"""
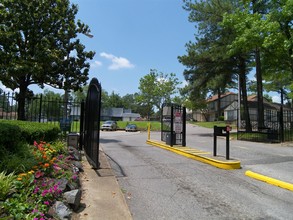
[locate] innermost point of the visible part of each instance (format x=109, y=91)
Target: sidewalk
x=102, y=197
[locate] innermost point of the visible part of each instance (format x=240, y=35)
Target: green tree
x=157, y=88
x=115, y=101
x=80, y=95
x=39, y=45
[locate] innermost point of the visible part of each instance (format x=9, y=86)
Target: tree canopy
x=157, y=88
x=39, y=45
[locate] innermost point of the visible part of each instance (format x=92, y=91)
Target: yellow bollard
x=149, y=131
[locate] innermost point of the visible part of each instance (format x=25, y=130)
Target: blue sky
x=130, y=37
x=133, y=36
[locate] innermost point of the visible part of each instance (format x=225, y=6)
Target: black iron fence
x=278, y=127
x=43, y=109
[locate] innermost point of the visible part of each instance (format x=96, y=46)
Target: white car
x=109, y=126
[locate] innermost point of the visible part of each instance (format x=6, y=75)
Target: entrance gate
x=173, y=124
x=90, y=125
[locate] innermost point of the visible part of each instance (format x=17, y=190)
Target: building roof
x=215, y=97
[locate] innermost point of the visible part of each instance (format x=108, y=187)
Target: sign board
x=178, y=122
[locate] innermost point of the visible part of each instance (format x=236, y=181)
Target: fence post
x=81, y=126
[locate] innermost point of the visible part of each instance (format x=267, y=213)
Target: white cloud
x=117, y=62
x=96, y=64
x=276, y=99
x=5, y=89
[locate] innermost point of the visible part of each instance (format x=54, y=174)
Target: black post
x=215, y=141
x=81, y=126
x=40, y=109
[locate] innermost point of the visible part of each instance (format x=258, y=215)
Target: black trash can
x=169, y=139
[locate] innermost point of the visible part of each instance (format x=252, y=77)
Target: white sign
x=178, y=123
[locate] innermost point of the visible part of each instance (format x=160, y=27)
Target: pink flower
x=36, y=190
x=38, y=174
x=45, y=192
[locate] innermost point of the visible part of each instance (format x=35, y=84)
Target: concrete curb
x=195, y=154
x=102, y=197
x=272, y=181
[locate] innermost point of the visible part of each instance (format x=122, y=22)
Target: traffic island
x=269, y=180
x=202, y=156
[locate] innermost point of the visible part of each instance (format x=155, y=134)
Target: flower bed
x=34, y=194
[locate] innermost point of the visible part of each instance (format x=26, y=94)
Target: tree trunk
x=21, y=101
x=242, y=72
x=260, y=108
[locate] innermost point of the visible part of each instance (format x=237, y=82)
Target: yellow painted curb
x=229, y=165
x=269, y=180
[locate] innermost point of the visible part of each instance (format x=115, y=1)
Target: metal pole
x=40, y=109
x=184, y=127
x=215, y=141
x=227, y=145
x=172, y=127
x=239, y=104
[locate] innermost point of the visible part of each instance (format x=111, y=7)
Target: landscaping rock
x=73, y=198
x=62, y=184
x=60, y=210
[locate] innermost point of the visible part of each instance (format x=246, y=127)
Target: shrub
x=10, y=135
x=6, y=185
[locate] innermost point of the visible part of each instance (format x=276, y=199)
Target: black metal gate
x=173, y=124
x=91, y=123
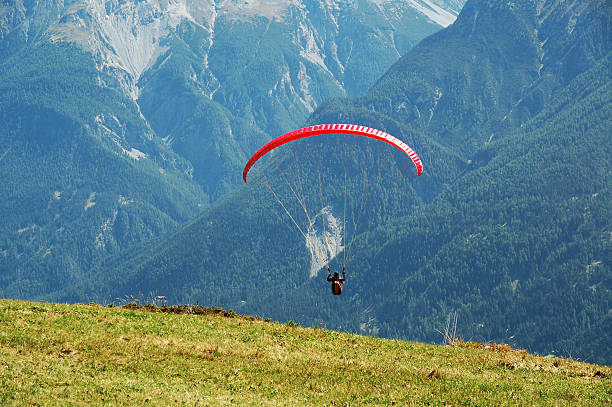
"""
Starting at the line that contains "(format x=26, y=94)" and ending at the end of the entries, rewrite every line in that span. Multiply each x and y coordinate in the answers by 1.05 and round to whole numbers with halves going up, keep all other numbers and lines unchanged, and leave out the pictures.

→ RESPONSE FOR THIS EXERCISE
[locate] innermost point of the visible part of each instance (format x=26, y=94)
Target: tree trunk
x=22, y=106
x=254, y=76
x=273, y=113
[locate] innermost point of the visible part of each instance (format x=237, y=82)
Target: yellow painted curb
x=240, y=173
x=282, y=189
[locate] innermost point of the visible part of each instance (format x=115, y=1)
Target: metal pole
x=42, y=114
x=193, y=133
x=226, y=148
x=238, y=152
x=181, y=133
x=251, y=109
[locate] innermost point of the visible part of each instance (format x=111, y=7)
Target: landscaping rock
x=77, y=208
x=65, y=193
x=63, y=221
[locate] innermost point of the visible part of each instance (format x=246, y=127)
Target: shrub
x=11, y=142
x=6, y=194
[locate] innermost point of the visible part of each instance (format x=276, y=199)
Target: black metal gate
x=182, y=130
x=96, y=129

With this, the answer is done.